• Testo di partenza:
------------------------------------------------------------

(tratto da “GSA” n.11, novembre 2009)
La passione è importante, ma non è tutto. Perchè se l’offerta alberghiera è un fenomeno anzitutto economico, la dedizione al servizio è premessa imprescindibile ma non esaustiva di un’efficace politica manageriale. Riportiamo integralmente l’intervento del dottor Franco Arabia, presidente ADA, all’interno del convegno sul tema “Alberghi. Si riparte, anzi si ritorna ad accogliere”, organizzato dall’Associazione Direttori d’Albergo della Lombardia in collaborazione con il Solidus svoltosi lo scorso 24 ottobre all’interno di HOST, la manifestazione fieristica del settore alberghiero.
Il tema assegnatomi, “Il ruolo dei professionisti dell’Ospitalità, la passione al primo posto”, mi ha messo nella condizione di fare una scelta rispetto al profilo da illustrare, dovendo considerare il tempo a disposizione e l’esigenza di contenere ragionevolmente la durata dell’intervento, ma non solo.
In effetti, le possibili strade da percorrere sarebbero state due, la prima, trattare l’argomento con enfasi, rischiando la retorica, la seconda cercando di affrontare il tema sotto l’aspetto strutturale, dando per scontato il valore di passione come presupposto dell’entusiasmo e dell’amore per il proprio lavoro, diversamente dall’ ipotesi che deve spostare l’attenzione sul piano di specifici valori, che sono etici, economici, sociali, di marketing e quant’altro.

------------------------------------------------------------

• Esercizi da svolgere:
a) Ricopia parola per parola il passo del testo sull'intervento di Franco Arabia che inizia con le parole contenenti "In effetti, le" e termina con "marketing e quant’altro.".
b) Nel testo sull'intervento di Franco Arabia, quale carica ricopre Franco Arabia?
c) Scrivi il seguito del testo sull'intervento di Franco Arabia, riprendendo dopo l'ultima frase riportata.

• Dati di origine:

------------------------------------------------------------

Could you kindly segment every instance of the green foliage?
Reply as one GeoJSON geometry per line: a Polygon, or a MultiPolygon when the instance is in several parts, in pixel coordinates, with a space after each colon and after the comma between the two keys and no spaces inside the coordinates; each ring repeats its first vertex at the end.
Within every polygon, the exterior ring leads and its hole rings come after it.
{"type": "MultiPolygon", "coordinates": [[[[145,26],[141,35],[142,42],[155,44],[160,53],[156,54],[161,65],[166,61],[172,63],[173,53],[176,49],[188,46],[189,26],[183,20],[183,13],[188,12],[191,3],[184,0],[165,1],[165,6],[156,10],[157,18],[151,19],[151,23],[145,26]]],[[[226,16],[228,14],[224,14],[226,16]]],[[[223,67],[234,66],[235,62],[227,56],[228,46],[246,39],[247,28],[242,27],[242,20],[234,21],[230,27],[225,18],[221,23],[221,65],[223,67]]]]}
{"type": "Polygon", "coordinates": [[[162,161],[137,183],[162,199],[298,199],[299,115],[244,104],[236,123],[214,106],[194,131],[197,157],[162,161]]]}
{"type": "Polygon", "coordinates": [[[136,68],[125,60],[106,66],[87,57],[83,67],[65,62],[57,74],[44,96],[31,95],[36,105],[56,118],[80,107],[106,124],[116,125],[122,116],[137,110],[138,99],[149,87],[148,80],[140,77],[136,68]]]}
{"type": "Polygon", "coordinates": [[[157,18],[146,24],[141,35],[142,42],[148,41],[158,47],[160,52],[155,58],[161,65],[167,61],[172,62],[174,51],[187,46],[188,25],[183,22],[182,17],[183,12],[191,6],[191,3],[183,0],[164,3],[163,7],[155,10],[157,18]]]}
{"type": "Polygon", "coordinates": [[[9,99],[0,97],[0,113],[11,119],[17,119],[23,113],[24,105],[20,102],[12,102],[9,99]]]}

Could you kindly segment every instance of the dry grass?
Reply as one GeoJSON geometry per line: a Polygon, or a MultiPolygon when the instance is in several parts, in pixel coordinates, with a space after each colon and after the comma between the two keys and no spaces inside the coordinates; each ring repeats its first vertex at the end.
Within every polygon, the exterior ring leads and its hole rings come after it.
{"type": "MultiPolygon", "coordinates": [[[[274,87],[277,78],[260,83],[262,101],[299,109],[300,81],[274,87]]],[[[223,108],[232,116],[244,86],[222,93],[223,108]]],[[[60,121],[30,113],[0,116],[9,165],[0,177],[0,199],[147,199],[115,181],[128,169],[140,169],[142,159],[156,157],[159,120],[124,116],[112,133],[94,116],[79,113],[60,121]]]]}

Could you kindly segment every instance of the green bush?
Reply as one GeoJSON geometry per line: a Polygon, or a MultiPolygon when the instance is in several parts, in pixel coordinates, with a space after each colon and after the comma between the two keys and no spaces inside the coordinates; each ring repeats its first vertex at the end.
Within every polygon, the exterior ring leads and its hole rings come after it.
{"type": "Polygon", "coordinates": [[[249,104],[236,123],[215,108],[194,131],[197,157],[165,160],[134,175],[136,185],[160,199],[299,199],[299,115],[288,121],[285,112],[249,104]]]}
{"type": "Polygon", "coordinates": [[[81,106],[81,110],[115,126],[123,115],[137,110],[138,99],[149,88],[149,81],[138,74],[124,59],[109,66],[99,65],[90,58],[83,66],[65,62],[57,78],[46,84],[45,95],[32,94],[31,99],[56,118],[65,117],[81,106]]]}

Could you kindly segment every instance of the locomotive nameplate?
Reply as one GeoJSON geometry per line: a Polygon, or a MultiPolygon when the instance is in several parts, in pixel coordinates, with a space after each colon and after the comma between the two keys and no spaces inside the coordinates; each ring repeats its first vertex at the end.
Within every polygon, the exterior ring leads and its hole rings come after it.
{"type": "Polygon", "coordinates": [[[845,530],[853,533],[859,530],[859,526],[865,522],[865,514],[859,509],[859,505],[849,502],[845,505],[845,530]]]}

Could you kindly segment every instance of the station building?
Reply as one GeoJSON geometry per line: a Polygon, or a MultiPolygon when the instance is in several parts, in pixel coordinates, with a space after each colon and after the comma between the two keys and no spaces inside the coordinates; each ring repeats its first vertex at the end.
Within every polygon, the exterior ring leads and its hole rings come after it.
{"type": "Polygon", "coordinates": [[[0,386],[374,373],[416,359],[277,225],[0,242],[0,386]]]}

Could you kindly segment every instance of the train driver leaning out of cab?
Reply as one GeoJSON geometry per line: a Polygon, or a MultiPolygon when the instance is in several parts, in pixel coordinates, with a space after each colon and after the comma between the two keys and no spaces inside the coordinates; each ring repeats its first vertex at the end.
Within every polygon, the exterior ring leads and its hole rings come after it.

------------------------------------------------------------

• Risposte agli esercizi:
a)
In effetti, le possibili strade da percorrere sarebbero state due, la prima, trattare l’argomento con enfasi, rischiando la retorica, la seconda cercando di affrontare il tema sotto l’aspetto strutturale, dando per scontato il valore di passione come presupposto dell’entusiasmo e dell’amore per il proprio lavoro, diversamente dall’ ipotesi che deve spostare l’attenzione sul piano di specifici valori, che sono etici, economici, sociali, di marketing e quant’altro.

b) È presidente ADA.

c)
Le abilità alle quali ho appena accennato sono da correlare agli scenari delle aree geografiche di nostro interesse e non possono prescindere dalle dinamiche dei mercati rispetto alle attese della domanda primaria dei diversi bacini d’utenza, ai bisogni e ai desideri insoddisfatti dei medesimi, come ben sostiene Kotler e, dunque, se la passione è un presupposto fondante rispetto alla condizione d’approccio, appare manifesta l’esigenza di essere Marketing Oriented, a condizione che l’orientamento sia assimilato come approccio positivo da tutte le componenti operative di settore e dovendo considerare l’offerta come un aggregato di vendita, auspicando un sistema turistico alberghiero monolitico e omogeneo nei suoi aspetti peculiari, quali gli standard della qualità, le politiche dei prezzi, il marketing pubblico e quello dei privati, le classificazioni e le tipologie alberghiere, la conduzione degli esercizi, sia pure nel rispetto delle caratteristiche dei diversi luoghi del nostro paese.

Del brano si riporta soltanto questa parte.